:: Passage shown ::

# Can't save Multi as in Kontakt



## BRUNO VALENTI (Mar 13, 2019)

Hi everyone!

I am trying to save a multi in Kontakt but I receive this message:
"One or more samples could not be written to disk. Your patch has not been saved. Possible reasons:
- the original samples were removed
- an external drive was disconnected
- the target drive is full"

and inmediately after that I receive another message saying "It was not possible to save this file in this location. This might be caused by a variety of reasons, including insufficient access rights."

I would like to know if there is another way of making this or a script that I can incorporate into patches to make this possible.

I really appreciate all your help in advance! I know that if you don't give me a solution is just because it doesn't exist


----------



## jtnyc (Mar 13, 2019)

Are you saving the multi as a "patch" only or as "patch + samples? If it's the latter it could be a large file depending on the samples used in the multi. If the target drive is almost full, it could be the culprit. If your saving patch + samples, try saving as "patch" only and try again.

That's all that comes to mind here.


----------



## BRUNO VALENTI (Mar 13, 2019)

:::
:: Material supplied ::

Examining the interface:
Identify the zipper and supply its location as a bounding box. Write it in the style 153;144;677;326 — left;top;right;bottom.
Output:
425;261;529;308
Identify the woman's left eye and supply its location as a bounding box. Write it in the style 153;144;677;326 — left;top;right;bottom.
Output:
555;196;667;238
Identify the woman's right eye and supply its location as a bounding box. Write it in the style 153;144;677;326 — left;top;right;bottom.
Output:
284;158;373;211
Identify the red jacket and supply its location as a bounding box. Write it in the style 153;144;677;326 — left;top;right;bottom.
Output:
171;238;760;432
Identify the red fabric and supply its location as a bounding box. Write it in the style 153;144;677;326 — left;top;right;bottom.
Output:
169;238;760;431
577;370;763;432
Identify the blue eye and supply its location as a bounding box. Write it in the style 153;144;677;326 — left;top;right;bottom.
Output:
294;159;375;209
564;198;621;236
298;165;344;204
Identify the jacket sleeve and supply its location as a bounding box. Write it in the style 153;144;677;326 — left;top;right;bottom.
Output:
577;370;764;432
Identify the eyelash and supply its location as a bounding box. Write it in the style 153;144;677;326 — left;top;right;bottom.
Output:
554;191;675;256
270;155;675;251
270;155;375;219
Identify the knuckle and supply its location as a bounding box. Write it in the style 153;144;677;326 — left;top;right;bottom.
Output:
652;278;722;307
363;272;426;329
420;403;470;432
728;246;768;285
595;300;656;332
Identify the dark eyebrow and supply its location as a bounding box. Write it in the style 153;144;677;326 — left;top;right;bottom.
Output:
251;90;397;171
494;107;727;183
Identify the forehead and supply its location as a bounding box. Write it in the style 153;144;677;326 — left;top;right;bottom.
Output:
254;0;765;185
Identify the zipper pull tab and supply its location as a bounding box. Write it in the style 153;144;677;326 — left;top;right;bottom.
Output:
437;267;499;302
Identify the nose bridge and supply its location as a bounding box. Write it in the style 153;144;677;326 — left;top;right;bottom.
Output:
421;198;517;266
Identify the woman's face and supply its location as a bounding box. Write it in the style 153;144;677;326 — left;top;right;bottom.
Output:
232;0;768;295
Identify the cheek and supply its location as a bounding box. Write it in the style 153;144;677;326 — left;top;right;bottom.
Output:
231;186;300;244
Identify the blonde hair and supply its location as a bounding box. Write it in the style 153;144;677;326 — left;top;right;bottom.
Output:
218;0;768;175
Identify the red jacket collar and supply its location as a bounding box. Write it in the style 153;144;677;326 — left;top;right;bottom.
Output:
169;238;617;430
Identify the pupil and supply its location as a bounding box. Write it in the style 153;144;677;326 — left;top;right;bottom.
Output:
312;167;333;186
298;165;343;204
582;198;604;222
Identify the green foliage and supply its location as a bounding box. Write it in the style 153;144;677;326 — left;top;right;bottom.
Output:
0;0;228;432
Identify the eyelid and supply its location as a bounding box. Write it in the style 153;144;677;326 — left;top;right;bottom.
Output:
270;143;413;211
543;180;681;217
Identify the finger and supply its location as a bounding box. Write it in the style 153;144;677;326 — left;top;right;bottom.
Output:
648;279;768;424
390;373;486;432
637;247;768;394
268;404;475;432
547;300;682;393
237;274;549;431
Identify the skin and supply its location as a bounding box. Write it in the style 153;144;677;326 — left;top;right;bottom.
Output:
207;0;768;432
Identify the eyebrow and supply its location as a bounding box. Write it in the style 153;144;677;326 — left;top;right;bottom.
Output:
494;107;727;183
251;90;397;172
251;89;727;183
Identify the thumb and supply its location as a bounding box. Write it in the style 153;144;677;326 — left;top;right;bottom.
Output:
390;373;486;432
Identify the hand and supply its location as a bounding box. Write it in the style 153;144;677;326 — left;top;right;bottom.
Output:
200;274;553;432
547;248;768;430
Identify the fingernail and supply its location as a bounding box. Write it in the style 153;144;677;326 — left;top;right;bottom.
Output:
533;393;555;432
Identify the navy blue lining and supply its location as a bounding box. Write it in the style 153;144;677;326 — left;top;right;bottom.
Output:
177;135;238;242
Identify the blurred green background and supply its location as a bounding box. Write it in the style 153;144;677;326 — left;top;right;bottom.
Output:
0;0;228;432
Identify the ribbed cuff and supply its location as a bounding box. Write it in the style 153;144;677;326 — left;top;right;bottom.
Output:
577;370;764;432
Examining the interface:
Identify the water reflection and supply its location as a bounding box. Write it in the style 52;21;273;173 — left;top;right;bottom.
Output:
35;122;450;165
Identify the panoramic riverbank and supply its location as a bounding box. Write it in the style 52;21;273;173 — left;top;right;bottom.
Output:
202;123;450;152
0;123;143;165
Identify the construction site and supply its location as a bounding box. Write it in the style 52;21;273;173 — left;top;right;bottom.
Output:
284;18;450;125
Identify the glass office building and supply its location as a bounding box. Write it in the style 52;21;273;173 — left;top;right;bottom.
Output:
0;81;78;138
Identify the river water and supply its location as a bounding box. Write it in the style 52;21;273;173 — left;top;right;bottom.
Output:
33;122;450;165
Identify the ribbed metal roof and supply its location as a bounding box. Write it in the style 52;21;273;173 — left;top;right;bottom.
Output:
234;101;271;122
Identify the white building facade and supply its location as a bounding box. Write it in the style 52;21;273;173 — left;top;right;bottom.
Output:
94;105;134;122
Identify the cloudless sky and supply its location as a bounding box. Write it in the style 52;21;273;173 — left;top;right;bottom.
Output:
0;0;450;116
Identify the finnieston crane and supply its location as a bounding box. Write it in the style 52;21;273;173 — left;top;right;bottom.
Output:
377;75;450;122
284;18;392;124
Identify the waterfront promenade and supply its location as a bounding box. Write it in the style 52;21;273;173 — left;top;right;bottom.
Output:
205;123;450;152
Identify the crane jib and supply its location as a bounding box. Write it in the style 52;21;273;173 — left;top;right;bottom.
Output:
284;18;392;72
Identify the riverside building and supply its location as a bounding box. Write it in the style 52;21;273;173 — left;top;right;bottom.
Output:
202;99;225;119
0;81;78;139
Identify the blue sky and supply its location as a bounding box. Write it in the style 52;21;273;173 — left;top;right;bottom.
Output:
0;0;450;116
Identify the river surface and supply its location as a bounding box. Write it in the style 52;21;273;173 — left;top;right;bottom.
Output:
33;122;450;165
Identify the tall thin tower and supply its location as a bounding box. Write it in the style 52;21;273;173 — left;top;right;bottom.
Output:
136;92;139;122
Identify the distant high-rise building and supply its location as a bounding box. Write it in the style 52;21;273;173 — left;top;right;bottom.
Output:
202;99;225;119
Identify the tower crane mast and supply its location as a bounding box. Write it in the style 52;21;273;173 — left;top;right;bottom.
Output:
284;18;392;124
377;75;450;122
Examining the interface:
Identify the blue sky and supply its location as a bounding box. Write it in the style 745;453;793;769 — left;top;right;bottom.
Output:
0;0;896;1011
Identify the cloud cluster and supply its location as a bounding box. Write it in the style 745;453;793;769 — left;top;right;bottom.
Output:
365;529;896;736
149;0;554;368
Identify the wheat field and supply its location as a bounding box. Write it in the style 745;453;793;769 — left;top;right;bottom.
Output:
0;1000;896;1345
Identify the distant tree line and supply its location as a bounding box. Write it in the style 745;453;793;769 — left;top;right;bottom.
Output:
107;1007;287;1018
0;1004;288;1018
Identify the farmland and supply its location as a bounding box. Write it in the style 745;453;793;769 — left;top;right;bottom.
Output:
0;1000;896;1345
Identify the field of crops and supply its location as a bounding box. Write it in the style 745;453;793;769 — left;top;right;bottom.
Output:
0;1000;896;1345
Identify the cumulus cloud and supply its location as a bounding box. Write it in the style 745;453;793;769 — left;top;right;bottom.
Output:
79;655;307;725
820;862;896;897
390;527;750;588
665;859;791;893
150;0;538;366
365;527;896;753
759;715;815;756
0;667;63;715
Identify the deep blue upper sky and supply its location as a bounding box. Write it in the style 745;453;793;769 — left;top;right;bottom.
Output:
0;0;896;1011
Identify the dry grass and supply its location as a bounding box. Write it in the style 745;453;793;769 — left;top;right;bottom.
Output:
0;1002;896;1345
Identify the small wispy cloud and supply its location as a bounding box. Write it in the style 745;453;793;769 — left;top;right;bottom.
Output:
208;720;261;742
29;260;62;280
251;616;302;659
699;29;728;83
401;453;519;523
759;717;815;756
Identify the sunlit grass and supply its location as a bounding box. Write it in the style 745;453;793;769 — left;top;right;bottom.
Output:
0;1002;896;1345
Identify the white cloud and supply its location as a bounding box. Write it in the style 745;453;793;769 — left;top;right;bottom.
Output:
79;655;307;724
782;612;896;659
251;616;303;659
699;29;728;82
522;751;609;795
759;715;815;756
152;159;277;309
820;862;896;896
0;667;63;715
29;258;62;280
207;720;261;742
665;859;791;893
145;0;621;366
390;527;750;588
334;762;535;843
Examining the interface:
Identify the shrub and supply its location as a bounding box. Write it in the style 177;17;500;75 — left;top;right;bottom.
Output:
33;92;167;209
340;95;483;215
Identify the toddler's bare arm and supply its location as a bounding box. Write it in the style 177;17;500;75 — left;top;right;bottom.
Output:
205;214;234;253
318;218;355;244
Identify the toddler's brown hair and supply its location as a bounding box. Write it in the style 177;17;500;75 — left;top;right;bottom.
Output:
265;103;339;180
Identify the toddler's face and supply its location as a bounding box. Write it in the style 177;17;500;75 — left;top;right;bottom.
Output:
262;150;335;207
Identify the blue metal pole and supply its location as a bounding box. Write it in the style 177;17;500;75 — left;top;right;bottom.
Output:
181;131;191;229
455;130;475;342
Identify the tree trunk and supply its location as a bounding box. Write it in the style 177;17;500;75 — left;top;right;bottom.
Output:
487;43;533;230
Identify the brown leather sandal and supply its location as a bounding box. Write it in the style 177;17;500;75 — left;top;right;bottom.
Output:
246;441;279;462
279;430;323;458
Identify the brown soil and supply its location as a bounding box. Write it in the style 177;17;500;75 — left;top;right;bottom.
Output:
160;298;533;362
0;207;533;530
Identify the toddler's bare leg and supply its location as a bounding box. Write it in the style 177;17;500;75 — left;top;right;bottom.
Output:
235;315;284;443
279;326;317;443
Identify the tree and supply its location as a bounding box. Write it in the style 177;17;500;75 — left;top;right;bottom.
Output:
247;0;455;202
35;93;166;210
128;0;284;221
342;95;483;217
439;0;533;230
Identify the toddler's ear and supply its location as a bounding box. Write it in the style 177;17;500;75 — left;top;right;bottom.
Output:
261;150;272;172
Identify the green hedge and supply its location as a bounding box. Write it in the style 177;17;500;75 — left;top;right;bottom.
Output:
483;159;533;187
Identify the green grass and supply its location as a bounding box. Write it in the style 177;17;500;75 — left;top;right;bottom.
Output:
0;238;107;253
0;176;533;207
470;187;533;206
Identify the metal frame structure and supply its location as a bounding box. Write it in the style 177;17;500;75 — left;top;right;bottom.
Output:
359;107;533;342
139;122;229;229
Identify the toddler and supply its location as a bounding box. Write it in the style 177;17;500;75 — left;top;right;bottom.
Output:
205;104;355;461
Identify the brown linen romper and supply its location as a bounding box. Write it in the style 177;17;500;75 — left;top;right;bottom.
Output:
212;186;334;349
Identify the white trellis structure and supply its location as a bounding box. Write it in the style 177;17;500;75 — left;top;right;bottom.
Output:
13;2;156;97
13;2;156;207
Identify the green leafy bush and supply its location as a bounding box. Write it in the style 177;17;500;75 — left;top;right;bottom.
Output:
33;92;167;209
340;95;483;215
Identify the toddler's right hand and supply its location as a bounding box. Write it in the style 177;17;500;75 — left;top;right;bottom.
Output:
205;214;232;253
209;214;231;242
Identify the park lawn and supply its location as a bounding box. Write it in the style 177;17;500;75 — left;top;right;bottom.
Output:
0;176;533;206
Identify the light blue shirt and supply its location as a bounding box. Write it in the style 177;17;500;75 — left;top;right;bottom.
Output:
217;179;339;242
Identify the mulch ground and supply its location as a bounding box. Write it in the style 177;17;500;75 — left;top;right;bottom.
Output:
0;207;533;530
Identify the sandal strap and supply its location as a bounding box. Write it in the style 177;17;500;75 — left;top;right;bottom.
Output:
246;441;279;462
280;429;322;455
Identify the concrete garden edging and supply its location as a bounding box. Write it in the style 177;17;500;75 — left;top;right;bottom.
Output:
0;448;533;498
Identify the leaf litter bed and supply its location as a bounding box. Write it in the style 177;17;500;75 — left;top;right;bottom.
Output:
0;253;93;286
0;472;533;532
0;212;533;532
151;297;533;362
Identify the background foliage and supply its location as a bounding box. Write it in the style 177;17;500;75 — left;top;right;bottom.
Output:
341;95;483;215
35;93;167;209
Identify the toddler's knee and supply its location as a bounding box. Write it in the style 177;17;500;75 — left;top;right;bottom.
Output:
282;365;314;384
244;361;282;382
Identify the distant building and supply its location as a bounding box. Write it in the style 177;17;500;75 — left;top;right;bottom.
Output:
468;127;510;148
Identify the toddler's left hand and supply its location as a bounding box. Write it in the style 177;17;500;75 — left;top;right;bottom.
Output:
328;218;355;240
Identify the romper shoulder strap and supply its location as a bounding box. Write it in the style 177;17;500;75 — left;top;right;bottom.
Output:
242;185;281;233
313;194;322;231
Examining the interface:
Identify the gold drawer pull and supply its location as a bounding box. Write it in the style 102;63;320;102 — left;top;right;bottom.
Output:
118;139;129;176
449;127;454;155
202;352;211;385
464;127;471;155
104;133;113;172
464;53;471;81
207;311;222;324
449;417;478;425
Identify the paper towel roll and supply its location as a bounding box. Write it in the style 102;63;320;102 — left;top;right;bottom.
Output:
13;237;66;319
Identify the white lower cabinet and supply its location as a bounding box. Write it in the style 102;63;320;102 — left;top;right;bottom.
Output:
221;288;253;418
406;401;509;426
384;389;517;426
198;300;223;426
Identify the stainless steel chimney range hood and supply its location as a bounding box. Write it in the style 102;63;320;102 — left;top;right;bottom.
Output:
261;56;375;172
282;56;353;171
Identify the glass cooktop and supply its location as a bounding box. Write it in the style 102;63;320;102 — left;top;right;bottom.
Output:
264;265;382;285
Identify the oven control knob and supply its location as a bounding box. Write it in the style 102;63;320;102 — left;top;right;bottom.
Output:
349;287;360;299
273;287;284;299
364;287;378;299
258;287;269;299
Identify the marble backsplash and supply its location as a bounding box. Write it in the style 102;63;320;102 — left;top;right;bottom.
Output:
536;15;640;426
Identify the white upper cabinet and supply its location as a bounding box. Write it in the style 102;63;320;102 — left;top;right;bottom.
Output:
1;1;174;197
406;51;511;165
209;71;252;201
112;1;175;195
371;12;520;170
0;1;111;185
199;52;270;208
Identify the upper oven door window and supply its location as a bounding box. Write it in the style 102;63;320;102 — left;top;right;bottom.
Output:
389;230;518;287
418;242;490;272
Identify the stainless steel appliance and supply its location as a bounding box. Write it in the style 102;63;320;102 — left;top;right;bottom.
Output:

:::

#### Exercise tasks
1. In the Kontakt thread, why does jtnyc suggest trying to save the multi as "patch" only?
2. Extract the passage of the Kontakt thread from "I really appreciate" up to and including "and try again.".

#### Responses to the tasks
1. Saving as "patch + samples" could produce a large file, depending on the samples used in the multi. If the target drive is almost full, that could be the culprit, so saving as "patch" only is worth trying.

2.
I really appreciate all your help in advance! I know that if you don't give me a solution is just because it doesn't exist


----------



## jtnyc (Mar 13, 2019)

Are you saving the multi as a "patch" only or as "patch + samples? If it's the latter it could be a large file depending on the samples used in the multi. If the target drive is almost full, it could be the culprit. If your saving patch + samples, try saving as "patch" only and try again.